_TASK INSTRUCTIONS_
The lines to reproduce run from the one containing "the car sunroof" through the final line of the entries; write them out exactly and add nothing.

_Natural-language object grounding data_
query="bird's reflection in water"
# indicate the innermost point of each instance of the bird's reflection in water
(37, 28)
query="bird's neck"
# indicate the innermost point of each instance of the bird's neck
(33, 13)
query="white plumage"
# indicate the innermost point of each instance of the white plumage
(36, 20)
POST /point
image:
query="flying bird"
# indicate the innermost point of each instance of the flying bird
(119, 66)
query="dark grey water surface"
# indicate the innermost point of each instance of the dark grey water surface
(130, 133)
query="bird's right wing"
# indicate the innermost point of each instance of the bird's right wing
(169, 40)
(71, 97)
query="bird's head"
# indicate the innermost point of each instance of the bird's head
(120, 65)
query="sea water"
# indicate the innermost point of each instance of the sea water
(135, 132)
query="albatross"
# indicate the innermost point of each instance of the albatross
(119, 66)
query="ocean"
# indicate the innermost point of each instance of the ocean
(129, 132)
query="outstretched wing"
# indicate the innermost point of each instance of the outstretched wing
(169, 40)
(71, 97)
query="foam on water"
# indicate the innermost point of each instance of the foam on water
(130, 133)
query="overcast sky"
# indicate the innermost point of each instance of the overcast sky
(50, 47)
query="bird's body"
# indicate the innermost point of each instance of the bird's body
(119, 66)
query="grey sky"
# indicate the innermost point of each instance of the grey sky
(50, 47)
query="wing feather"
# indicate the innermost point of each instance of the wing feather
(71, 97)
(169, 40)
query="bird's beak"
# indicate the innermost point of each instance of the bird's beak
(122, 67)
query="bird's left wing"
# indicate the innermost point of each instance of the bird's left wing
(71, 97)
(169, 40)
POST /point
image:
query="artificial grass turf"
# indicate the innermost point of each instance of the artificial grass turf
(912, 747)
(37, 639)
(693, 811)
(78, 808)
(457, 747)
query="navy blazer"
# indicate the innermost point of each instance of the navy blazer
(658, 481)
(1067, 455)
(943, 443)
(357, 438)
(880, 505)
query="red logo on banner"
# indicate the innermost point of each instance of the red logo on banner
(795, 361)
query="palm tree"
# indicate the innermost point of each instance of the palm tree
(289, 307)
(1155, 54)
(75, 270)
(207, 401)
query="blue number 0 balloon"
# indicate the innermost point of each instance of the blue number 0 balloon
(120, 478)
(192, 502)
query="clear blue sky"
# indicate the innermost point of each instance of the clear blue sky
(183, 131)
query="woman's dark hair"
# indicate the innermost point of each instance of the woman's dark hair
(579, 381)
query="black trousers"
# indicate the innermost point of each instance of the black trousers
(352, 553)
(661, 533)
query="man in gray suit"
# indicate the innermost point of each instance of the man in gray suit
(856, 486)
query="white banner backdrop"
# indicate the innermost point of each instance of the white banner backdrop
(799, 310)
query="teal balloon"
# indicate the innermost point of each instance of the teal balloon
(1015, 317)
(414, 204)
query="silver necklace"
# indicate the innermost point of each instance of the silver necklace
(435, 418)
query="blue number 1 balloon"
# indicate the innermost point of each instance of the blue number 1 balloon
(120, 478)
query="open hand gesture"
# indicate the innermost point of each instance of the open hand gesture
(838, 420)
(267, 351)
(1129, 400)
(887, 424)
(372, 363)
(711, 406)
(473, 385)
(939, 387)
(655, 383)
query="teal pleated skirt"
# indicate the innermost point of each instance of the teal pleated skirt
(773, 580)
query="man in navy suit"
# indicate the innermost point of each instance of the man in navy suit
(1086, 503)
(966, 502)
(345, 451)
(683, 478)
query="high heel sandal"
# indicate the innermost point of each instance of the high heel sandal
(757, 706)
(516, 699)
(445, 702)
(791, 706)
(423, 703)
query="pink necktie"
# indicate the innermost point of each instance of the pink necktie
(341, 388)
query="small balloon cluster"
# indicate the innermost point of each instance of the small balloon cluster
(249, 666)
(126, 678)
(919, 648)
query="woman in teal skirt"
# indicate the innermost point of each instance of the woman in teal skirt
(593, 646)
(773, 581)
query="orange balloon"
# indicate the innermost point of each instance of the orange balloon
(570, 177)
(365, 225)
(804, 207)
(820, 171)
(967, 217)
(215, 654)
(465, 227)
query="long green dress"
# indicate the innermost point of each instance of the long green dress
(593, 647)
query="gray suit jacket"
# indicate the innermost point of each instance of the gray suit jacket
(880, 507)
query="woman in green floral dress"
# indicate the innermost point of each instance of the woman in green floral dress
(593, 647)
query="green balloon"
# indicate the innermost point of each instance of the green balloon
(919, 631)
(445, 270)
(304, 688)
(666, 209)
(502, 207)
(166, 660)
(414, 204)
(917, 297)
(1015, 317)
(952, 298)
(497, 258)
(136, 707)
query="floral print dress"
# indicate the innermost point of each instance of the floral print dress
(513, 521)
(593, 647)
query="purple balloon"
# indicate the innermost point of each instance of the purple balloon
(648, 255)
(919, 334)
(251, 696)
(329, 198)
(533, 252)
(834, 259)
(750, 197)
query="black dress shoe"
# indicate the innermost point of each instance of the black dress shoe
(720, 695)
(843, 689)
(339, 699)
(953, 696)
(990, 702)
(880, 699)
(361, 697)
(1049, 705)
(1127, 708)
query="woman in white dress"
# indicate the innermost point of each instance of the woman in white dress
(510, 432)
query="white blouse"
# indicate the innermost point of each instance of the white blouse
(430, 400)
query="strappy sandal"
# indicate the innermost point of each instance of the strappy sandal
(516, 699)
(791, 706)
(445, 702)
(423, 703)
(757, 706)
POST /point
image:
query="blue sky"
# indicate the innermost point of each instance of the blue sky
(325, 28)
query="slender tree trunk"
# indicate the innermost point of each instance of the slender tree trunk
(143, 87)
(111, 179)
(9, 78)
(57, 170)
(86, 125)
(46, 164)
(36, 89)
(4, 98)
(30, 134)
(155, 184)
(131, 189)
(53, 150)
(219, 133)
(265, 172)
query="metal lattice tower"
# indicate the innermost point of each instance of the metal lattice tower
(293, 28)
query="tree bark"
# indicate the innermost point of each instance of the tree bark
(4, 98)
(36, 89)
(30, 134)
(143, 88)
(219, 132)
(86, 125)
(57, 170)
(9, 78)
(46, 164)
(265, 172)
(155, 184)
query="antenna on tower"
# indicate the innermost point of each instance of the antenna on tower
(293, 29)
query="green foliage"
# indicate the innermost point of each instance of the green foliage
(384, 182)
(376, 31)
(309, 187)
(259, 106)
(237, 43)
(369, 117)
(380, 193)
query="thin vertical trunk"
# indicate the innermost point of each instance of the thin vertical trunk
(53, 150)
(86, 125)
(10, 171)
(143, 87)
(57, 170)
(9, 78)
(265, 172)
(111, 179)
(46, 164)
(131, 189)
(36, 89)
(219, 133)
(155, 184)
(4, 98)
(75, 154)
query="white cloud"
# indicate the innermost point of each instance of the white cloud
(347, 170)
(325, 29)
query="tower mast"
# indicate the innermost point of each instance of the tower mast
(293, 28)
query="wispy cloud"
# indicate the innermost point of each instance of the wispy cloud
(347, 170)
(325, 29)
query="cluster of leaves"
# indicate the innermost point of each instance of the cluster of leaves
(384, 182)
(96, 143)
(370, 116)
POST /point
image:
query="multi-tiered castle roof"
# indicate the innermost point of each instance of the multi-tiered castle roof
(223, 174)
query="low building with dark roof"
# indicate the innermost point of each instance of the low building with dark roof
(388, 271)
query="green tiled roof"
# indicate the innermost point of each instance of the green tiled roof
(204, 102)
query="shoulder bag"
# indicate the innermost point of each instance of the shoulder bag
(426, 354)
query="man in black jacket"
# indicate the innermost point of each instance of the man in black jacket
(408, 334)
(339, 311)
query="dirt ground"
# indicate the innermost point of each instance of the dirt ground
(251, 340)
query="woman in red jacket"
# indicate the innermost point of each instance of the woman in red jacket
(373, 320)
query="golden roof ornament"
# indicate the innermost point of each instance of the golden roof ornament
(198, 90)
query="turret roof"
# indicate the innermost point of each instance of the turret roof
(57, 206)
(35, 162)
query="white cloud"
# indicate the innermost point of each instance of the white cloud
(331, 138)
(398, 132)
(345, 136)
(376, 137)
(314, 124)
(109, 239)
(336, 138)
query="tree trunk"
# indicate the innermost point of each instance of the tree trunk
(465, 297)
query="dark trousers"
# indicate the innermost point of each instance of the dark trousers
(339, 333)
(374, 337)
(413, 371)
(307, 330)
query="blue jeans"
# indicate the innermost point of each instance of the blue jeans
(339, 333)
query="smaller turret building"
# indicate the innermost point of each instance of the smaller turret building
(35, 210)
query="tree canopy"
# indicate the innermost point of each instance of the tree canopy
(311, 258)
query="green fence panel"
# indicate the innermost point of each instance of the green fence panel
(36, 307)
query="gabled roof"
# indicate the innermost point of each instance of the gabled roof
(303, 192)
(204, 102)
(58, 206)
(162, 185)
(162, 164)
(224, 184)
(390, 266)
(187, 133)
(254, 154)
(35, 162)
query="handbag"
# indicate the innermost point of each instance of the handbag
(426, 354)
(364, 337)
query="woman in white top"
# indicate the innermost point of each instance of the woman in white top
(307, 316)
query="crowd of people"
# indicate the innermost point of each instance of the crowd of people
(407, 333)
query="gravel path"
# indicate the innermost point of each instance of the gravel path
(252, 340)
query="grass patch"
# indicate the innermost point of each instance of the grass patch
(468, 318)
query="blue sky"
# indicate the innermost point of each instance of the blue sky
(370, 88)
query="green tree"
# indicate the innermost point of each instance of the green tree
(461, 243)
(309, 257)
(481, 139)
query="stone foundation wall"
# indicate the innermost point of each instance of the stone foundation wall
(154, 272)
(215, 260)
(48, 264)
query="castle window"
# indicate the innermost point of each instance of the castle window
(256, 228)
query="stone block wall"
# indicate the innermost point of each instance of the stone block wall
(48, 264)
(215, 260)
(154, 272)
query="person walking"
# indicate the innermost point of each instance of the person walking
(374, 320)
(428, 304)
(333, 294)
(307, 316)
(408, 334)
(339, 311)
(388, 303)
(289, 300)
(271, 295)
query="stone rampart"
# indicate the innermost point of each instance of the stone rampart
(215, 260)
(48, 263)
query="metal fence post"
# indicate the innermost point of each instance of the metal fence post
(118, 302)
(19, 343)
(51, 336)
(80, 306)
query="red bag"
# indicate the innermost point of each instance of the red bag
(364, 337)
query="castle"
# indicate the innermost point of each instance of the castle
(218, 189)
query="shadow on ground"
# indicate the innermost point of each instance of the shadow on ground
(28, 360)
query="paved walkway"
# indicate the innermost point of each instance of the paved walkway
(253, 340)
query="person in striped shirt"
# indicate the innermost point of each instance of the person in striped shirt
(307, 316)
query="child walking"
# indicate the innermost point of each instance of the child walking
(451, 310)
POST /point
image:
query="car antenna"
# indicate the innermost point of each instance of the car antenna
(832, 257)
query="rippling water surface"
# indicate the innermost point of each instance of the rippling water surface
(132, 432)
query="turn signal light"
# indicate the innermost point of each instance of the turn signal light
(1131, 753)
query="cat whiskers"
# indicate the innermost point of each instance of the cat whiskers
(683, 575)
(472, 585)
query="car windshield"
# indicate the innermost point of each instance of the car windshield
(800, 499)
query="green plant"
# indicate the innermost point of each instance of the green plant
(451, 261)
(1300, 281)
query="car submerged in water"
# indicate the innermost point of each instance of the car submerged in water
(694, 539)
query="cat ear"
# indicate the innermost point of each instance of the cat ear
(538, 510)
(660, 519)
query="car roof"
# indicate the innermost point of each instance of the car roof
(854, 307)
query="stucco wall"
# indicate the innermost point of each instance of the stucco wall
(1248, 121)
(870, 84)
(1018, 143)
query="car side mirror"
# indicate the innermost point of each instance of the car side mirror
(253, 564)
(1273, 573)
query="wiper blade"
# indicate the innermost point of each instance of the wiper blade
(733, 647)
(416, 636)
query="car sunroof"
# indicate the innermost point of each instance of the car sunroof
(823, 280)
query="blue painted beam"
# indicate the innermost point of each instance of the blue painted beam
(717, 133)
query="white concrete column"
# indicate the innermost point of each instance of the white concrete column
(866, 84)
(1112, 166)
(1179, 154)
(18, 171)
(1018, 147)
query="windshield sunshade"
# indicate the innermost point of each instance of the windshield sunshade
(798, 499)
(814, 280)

_TASK RESULT_
# indicate the innermost point of each instance of the car sunroof
(823, 280)
query="blue painted beam"
# indicate the innermost point of each instance of the blue painted beam
(717, 133)
query="white concrete column"
# indicate the innermost point of each instance of the white concrete column
(866, 84)
(1112, 166)
(1179, 154)
(18, 171)
(1018, 147)
query="windshield sunshade"
# indicate the innermost point of each instance of the windshield sunshade
(798, 499)
(814, 280)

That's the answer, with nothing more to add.